### Exercise material
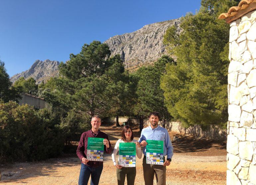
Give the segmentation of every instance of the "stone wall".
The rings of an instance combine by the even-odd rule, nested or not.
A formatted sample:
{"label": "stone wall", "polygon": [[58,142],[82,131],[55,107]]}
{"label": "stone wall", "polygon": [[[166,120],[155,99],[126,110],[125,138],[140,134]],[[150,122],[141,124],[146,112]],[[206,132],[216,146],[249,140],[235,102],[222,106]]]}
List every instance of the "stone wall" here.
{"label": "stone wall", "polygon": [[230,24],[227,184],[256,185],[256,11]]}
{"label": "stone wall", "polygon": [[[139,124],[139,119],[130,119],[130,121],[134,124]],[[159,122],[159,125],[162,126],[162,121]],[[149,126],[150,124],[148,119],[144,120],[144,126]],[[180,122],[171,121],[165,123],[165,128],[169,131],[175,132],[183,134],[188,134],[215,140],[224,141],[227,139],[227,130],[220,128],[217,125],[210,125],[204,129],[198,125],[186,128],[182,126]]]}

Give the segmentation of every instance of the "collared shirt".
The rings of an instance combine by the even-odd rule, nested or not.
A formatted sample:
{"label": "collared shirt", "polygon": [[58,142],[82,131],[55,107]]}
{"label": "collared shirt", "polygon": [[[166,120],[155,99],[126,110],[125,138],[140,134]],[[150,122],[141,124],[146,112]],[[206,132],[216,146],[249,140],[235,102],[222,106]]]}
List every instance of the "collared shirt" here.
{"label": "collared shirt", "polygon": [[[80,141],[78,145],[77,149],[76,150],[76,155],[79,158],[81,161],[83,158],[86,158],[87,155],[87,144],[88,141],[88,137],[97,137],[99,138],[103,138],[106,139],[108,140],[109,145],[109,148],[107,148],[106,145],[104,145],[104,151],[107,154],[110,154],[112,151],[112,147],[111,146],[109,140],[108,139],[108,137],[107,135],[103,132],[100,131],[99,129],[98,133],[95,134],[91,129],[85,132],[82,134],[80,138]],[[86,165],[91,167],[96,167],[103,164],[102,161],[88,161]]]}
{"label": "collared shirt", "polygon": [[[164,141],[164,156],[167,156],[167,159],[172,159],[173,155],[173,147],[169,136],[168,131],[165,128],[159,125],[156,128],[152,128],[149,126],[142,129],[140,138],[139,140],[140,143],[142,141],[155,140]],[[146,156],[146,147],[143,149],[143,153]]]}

### What the task requires
Report every line of the data that contains the string "List", treating uppercase and lowercase letters as distinct.

### The answer
List every instance of the "stone wall" here.
List every instance of the "collared shirt" here.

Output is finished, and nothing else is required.